Picchia la compagna e la fa abortire con un’iniezione: 28enne condannato a 2 anni e 1 mese

L'uomo è stato ritenuto colpevole dei reati di maltrattamenti e lesioni. Assolto invece dall'accusa di violenza sessuale

Barbata. Condannato a due anni e 1 mese per maltrattamenti e lesioni nei confronti della convivente. Assolto invece dall’accusa di violenza sessuale. Questa la sentenza emessa giovedì 14 marzo nei confronti di L.V., indiano di 28 anni, mai comparso in aula.

Il pubblico ministero aveva chiesto una condanna a 2 anni: “Serve cautela nel giudizio dato che la vittima aveva problemi di alcolismo e turbe psichiche. Il suo racconto però appare genuino, non ci sono recriminazioni economiche, anche perché ha rimesso la querela, ma sussistono lacune percettive e comunicative. I segni delle percosse ci sono e sono stati visti dall’ex marito, dalla madre di lei e dalla polizia giudiziaria intervenuta, che ha trovato la donna in uno stato di prostrazione e sofferenza”.

> Dati forniti:
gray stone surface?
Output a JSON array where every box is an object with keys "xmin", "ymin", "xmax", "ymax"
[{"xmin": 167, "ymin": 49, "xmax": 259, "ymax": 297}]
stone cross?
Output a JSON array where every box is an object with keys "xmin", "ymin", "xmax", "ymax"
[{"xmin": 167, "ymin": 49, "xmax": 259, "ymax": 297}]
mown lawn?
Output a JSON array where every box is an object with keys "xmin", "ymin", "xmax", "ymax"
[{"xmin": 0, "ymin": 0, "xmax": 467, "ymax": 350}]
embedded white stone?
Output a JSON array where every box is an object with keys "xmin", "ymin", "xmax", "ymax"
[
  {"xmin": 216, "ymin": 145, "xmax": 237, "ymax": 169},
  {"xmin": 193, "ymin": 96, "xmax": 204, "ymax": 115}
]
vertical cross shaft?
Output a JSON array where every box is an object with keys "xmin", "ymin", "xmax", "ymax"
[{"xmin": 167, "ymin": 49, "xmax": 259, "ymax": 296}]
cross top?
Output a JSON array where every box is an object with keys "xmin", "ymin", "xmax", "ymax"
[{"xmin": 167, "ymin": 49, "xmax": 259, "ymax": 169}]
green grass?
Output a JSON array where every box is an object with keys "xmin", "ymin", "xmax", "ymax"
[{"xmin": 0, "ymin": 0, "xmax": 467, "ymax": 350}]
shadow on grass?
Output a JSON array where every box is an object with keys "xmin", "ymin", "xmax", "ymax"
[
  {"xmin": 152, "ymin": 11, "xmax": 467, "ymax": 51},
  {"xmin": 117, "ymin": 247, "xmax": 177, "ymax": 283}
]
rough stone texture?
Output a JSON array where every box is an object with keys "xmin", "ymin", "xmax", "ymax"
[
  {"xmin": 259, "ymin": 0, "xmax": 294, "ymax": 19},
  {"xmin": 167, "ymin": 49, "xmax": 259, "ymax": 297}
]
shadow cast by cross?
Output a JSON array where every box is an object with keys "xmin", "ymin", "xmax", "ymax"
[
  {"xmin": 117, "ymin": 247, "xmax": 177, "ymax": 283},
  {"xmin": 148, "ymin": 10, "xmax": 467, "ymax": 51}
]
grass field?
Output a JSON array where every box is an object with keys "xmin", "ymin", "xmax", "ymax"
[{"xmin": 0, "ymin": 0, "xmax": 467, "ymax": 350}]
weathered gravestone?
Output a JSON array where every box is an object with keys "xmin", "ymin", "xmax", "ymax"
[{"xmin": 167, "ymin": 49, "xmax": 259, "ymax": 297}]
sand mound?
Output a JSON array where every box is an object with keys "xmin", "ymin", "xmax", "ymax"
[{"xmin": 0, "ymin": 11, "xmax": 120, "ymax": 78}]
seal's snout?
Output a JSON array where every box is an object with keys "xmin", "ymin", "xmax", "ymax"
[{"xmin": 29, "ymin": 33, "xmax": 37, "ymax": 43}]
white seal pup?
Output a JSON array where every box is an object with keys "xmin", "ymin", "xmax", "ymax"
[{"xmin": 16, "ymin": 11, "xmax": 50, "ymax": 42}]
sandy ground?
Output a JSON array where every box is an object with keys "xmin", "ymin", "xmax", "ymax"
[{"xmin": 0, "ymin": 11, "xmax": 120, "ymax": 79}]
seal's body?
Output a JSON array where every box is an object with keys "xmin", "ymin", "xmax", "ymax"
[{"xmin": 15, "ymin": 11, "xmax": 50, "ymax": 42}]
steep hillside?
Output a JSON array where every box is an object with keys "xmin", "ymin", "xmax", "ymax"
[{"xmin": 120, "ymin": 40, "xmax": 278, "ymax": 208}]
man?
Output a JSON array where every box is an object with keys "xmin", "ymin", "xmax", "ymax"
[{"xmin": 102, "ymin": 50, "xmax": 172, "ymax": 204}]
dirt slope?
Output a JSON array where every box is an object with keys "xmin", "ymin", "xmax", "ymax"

> Compito assegnato: Nel testo da leggere, quale condanna aveva chiesto il pubblico ministero?

> Risultato del compito: Il pubblico ministero aveva chiesto una condanna a 2 anni.